[[ SOURCE MATERIAL open ]]

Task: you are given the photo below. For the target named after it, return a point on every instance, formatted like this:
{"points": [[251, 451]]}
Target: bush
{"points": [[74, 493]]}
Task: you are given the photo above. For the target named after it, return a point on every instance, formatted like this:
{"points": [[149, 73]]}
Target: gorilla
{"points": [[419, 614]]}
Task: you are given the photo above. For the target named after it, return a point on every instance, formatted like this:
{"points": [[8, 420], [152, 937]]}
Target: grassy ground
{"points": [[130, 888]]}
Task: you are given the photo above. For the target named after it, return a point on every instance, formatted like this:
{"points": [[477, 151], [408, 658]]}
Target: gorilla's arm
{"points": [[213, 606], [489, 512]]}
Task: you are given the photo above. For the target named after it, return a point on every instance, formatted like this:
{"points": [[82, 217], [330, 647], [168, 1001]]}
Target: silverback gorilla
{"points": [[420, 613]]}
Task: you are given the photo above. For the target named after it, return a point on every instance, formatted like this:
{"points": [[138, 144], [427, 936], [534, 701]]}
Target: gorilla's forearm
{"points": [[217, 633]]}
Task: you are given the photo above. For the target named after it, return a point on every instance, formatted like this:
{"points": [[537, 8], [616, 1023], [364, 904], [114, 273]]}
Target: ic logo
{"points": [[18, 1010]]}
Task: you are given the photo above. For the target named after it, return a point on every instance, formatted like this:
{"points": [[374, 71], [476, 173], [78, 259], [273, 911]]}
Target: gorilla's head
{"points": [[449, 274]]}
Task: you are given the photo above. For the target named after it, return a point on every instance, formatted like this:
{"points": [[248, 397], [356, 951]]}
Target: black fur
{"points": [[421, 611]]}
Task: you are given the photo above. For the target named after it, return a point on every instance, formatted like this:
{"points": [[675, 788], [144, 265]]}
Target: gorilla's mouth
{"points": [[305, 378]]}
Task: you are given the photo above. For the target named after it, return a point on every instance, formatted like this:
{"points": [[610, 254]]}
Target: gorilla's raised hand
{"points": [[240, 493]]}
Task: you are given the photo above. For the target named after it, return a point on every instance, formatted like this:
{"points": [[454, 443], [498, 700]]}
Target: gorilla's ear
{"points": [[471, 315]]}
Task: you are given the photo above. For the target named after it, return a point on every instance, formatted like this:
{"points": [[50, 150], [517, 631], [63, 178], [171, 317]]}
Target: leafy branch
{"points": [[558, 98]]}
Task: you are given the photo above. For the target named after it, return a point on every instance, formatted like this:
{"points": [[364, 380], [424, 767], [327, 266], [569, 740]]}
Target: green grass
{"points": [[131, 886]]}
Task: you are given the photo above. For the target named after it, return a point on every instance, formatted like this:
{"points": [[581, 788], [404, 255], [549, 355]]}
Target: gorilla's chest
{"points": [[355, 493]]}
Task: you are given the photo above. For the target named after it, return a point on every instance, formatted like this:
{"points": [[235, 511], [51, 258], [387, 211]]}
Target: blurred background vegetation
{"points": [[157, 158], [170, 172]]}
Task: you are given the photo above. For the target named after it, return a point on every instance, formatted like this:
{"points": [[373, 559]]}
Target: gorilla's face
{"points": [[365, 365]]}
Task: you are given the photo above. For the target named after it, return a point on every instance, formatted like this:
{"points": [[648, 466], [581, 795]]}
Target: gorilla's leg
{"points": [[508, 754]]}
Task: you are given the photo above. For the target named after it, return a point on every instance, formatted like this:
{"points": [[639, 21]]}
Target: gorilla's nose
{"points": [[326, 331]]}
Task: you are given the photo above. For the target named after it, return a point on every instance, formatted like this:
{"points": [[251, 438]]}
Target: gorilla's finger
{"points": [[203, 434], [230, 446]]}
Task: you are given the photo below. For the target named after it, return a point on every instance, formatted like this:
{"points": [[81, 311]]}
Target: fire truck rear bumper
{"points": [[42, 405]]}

[[ SOURCE MATERIAL closed ]]

- [PROBLEM DESCRIPTION] Give every record again, exactly as it reads.

- [ANSWER]
Task: you are given the photo below. For the target named after it, return a point on every instance, formatted like this:
{"points": [[251, 451]]}
Target: bush
{"points": [[74, 493]]}
Task: you are given the photo above. For the target named after it, return a point on every instance, formatted like this:
{"points": [[149, 73]]}
Target: gorilla
{"points": [[419, 614]]}
Task: you are given the photo above. For the target named after it, return a point on every instance, formatted like this:
{"points": [[8, 420], [152, 937]]}
Target: grassy ground
{"points": [[130, 888]]}
Task: you are given the photo above. For the target named after it, return a point on every instance, formatted like this:
{"points": [[477, 151], [408, 658]]}
Target: gorilla's arm
{"points": [[213, 606], [489, 512]]}
Task: you are given the photo above. For the target named after it, return a point on every instance, formatted like this:
{"points": [[82, 217], [330, 647], [168, 1001]]}
Target: silverback gorilla
{"points": [[420, 613]]}
Task: you are given the photo above. For the target named after it, return a point on every instance, formatted like this:
{"points": [[138, 144], [427, 936], [534, 701]]}
Target: gorilla's forearm
{"points": [[217, 633]]}
Task: you are given the photo above. For the target named after it, return a point on every instance, formatted like this:
{"points": [[537, 8], [616, 1023], [364, 904], [114, 273]]}
Target: ic logo
{"points": [[18, 1010]]}
Task: you are given the photo above. For the target named after it, return a point on every instance, formatted like this:
{"points": [[374, 71], [476, 173], [78, 259], [273, 911]]}
Target: gorilla's head
{"points": [[449, 274]]}
Task: you are given the photo above. For the target named after it, return a point on every instance, formatted like this:
{"points": [[248, 397], [356, 951]]}
Target: black fur
{"points": [[421, 611]]}
Task: you are given the photo above. For the target named after it, return a point on every instance, formatted like this:
{"points": [[675, 788], [144, 265]]}
Target: gorilla's mouth
{"points": [[305, 378]]}
Task: you are given the photo above. For the target named after it, return a point on every instance, formatted like this:
{"points": [[610, 254]]}
Target: gorilla's raised hand
{"points": [[240, 493]]}
Task: you are given the photo above. For the target named after it, return a point on every instance, formatted like this:
{"points": [[454, 443], [498, 700]]}
Target: gorilla's ear
{"points": [[471, 315]]}
Task: you are given the photo above. For the target named after it, return a point on every instance, formatted like this:
{"points": [[50, 150], [517, 631], [63, 178], [171, 317]]}
Target: leafy branch
{"points": [[558, 98]]}
Task: you are given the photo above. For the target named after it, return a point on every instance, formatted like this:
{"points": [[364, 380], [424, 767], [327, 266], [569, 740]]}
Target: green grass
{"points": [[131, 886]]}
Task: you are given the photo above. For the target named after it, return a point on every instance, formatted like this:
{"points": [[581, 788], [404, 255], [549, 355]]}
Target: gorilla's chest
{"points": [[355, 493]]}
Task: you are given the photo above. For the target named after it, return a point on every instance, formatted like this:
{"points": [[235, 511], [51, 258], [387, 211]]}
Target: blurred background vegetation
{"points": [[157, 158], [170, 172]]}
Task: you are given the photo above. For the target named after it, return a point on every instance, formatted like this:
{"points": [[373, 559]]}
Target: gorilla's face
{"points": [[365, 365]]}
Task: you are given the photo above. For the target named after it, return a point on every instance, formatted like this:
{"points": [[648, 466], [581, 795]]}
Target: gorilla's leg
{"points": [[508, 754]]}
Task: you are given the photo above. For the target named after it, return a point on every instance, formatted like this:
{"points": [[639, 21]]}
Target: gorilla's nose
{"points": [[326, 331]]}
Task: you are given the photo above. For the target named after it, return a point on every instance, formatted like this:
{"points": [[251, 438]]}
Target: gorilla's finger
{"points": [[203, 434], [230, 446]]}
Task: you are given the photo below. For the target named after it, return a point on every instance, formatted like this:
{"points": [[81, 311]]}
Target: fire truck rear bumper
{"points": [[42, 405]]}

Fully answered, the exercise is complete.